Goal of the exercise - Give the records again exactly, but drop the pictures.

[[ Data in this exercise, beginning ]]

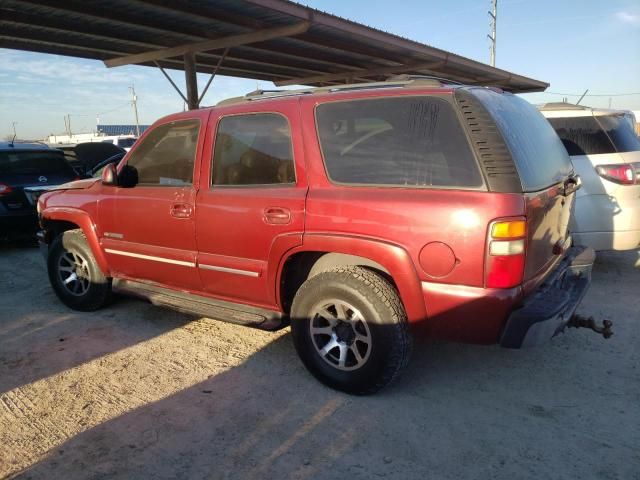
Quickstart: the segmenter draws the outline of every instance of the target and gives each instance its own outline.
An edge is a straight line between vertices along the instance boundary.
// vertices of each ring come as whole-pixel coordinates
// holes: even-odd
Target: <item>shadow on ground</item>
[[[600,260],[581,307],[614,318],[610,342],[586,331],[526,351],[421,341],[394,386],[350,397],[317,383],[280,335],[238,365],[60,442],[17,477],[638,478],[640,300],[628,297],[638,285],[630,260]],[[134,321],[158,322],[156,333],[185,321],[144,307],[149,317]],[[125,322],[136,308],[118,305],[105,321]]]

[[ Data in this exercise, end ]]

Answer to the exercise -
Quickstart: the segmenter draws the outline of every instance of the target and gives each instance its own outline.
An edge is a straight line between vertices along the instance boundary.
// vertices of each ring come as whole-pixel coordinates
// holes: even-odd
Target: <item>shadow on ground</item>
[[[600,260],[581,307],[614,318],[610,342],[586,331],[526,351],[421,341],[394,386],[350,397],[317,383],[280,335],[238,365],[60,442],[17,477],[638,478],[640,300],[628,297],[638,285],[630,260]],[[134,321],[158,322],[156,333],[185,321],[144,307],[149,317]],[[125,322],[136,308],[118,305],[105,321]]]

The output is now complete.